Aim. Return every line from the one containing "Target: man's head" through the end of the records, reproducing each line verbatim.

Dataset content.
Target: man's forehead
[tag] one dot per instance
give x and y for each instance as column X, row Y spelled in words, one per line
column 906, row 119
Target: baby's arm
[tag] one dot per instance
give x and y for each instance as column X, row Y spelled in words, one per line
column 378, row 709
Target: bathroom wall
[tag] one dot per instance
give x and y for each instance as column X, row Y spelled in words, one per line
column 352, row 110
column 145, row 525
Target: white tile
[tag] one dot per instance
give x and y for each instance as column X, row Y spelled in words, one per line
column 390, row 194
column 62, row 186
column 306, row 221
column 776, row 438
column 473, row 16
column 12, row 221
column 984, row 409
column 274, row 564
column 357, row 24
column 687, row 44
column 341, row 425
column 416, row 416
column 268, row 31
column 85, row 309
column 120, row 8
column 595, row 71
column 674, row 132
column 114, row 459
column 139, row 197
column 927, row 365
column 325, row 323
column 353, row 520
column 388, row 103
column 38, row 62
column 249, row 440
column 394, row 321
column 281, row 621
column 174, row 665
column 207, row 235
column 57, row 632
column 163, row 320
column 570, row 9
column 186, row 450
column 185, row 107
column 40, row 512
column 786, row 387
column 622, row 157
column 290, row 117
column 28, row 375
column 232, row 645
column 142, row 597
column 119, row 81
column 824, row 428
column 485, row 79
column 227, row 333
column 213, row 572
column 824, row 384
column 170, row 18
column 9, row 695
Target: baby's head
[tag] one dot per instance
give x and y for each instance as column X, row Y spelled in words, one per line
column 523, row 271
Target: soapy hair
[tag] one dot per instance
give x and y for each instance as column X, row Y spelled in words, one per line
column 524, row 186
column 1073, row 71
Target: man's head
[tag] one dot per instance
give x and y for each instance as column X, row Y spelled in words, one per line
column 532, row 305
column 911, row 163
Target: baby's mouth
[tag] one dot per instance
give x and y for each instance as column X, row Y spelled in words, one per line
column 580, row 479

Output of the exercise.
Target: man's head
[tag] one dot per instance
give x and y for each instance as column X, row Y spelled in words, one per line
column 532, row 305
column 911, row 163
Target: baby's mouth
[tag] one dot per instance
give x and y for each instance as column X, row Y spelled in words, one per line
column 580, row 479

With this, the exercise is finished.